-- begin Given text --

= WNBA expansion draft =

The Women's National Basketball Association (WNBA) expansion draft is an event hosted by the WNBA as needed that allows expansion teams to select from a pool of existing WNBA players to build their debut rosters. Pre-existing WNBA teams are allowed to protect six players on their current rosters from being drafted.

Prior to the 2000 expansion draft, the WNBA allocated players from outside of the league to new expansion teams both prior to and following the WNBA draft and expansion drafts.

-- end Given text --
-- begin Data entries --

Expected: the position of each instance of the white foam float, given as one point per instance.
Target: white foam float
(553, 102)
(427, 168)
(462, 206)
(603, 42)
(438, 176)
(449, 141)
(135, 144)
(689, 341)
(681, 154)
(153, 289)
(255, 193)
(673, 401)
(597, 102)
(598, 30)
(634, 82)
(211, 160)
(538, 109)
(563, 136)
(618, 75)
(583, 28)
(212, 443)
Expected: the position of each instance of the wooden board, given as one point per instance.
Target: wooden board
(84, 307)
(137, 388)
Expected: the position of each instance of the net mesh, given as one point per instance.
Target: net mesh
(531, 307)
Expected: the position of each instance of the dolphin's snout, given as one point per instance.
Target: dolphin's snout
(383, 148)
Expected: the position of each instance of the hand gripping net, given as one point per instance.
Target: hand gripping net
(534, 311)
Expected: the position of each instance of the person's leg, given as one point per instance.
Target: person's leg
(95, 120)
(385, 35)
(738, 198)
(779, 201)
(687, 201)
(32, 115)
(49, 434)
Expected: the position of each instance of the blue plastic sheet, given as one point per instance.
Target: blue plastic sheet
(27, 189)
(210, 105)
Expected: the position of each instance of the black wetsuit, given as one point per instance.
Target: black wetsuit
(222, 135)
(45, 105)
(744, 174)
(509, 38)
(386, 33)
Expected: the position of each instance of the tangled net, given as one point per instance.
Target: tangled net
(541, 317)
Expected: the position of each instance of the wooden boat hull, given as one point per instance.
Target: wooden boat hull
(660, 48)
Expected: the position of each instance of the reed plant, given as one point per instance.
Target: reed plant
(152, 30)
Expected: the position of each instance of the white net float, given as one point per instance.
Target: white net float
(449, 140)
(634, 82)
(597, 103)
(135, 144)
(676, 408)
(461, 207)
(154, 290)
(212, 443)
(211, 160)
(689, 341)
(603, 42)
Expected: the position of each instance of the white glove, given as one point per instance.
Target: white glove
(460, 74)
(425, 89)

-- end Data entries --

**Instructions**
1. List every sentence in the body of the WNBA expansion draft text, excluding the title, one per line.
2. Reproduce word for word the portion of the WNBA expansion draft text that begins at the words "The Women's National" and stops after "and expansion drafts.".
3. Extend the WNBA expansion draft text by writing what comes after its final sentence.

**Replies**
1.
The Women's National Basketball Association (WNBA) expansion draft is an event hosted by the WNBA as needed that allows expansion teams to select from a pool of existing WNBA players to build their debut rosters.
Pre-existing WNBA teams are allowed to protect six players on their current rosters from being drafted.
Prior to the 2000 expansion draft, the WNBA allocated players from outside of the league to new expansion teams both prior to and following the WNBA draft and expansion drafts.

2.
The Women's National Basketball Association (WNBA) expansion draft is an event hosted by the WNBA as needed that allows expansion teams to select from a pool of existing WNBA players to build their debut rosters. Pre-existing WNBA teams are allowed to protect six players on their current rosters from being drafted.

Prior to the 2000 expansion draft, the WNBA allocated players from outside of the league to new expansion teams both prior to and following the WNBA draft and expansion drafts.

3.
The WNBA has hosted seven expansion drafts since the league's creation in 1996 with the introduction of the Detroit Shock and Washington Mystics in 1998; the Minnesota Lynx and Orlando Miracle in 1999; the Indiana Fever, Miami Sol, Portland Fire, and Seattle Storm in 2000; the Chicago Sky in 2006; the Atlanta Dream in 2008; the Golden State Valkyries in 2024; and the Toronto Tempo and the new Portland Fire team in 2025.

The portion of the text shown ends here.